____ The input

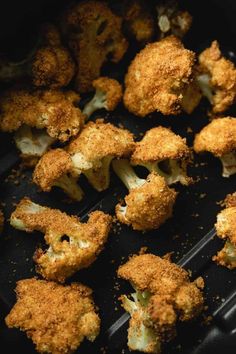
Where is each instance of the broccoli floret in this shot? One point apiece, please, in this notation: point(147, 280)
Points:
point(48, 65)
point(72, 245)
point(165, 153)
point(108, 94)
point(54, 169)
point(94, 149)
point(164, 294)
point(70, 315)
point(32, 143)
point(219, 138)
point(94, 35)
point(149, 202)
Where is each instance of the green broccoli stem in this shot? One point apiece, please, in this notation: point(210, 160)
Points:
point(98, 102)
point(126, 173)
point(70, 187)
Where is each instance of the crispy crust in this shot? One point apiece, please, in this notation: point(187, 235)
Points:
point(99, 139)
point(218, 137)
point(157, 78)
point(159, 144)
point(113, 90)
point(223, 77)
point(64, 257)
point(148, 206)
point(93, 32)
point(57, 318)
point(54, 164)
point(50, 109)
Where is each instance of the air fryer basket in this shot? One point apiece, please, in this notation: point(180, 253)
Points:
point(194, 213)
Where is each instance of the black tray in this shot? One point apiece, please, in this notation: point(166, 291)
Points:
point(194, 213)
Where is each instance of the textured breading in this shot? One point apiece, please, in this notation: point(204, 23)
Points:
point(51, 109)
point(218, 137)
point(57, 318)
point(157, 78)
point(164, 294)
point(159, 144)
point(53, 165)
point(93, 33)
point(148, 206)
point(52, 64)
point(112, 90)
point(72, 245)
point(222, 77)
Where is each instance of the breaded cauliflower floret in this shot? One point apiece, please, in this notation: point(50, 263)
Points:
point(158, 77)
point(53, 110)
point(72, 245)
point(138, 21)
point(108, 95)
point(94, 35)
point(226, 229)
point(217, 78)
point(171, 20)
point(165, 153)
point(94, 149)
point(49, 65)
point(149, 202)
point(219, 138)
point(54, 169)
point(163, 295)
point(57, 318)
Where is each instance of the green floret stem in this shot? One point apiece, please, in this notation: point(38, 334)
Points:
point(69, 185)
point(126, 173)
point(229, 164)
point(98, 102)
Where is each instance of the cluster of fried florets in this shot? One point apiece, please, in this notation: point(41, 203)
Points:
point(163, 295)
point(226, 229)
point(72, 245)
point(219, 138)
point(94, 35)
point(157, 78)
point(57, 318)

________
____ The input

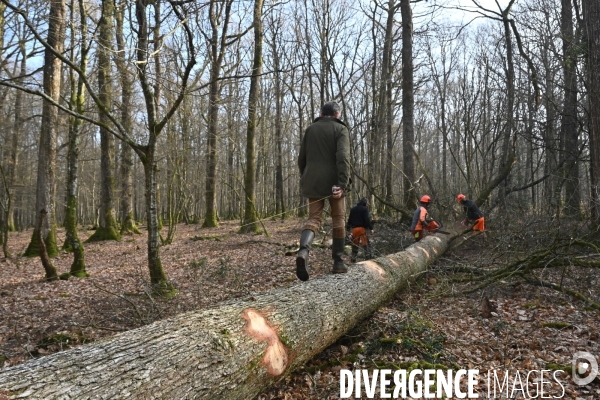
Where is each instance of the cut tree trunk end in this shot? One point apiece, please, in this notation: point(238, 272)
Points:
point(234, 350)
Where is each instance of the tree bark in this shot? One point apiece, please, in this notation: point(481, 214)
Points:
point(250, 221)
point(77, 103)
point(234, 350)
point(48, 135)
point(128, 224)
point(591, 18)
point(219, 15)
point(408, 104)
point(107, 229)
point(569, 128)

________
____ The input

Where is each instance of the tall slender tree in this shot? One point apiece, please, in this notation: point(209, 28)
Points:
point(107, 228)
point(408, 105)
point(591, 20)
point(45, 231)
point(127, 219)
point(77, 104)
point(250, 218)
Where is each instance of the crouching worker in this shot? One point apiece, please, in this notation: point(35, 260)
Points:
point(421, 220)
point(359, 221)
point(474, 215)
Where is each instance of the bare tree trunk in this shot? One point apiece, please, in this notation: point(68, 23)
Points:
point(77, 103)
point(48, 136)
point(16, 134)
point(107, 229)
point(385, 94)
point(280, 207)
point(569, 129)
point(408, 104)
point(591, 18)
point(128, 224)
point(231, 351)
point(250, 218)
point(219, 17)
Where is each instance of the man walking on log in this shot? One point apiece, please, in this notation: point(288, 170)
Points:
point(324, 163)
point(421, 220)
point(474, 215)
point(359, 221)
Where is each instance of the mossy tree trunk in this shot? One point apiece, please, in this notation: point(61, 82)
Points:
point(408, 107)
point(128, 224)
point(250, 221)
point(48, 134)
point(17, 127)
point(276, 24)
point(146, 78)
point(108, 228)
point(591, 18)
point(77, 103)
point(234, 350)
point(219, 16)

________

### Given exercise
Could you put the part of the items that opens with the line containing "Where is each instance of the mossy" and closes with the line containing "point(219, 16)" into a Markdown table, with columns named Row and Line and blank lines left out?

### Reply
| Row | Line |
|---|---|
| 1 | Where is each instance of the mossy tree trunk in this shot? One point apiece, please, in this notation: point(61, 82) |
| 2 | Points: |
| 3 | point(408, 107) |
| 4 | point(128, 224) |
| 5 | point(250, 221) |
| 6 | point(48, 134) |
| 7 | point(17, 127) |
| 8 | point(276, 24) |
| 9 | point(146, 78) |
| 10 | point(108, 228) |
| 11 | point(591, 18) |
| 12 | point(77, 103) |
| 13 | point(234, 350) |
| 14 | point(219, 16) |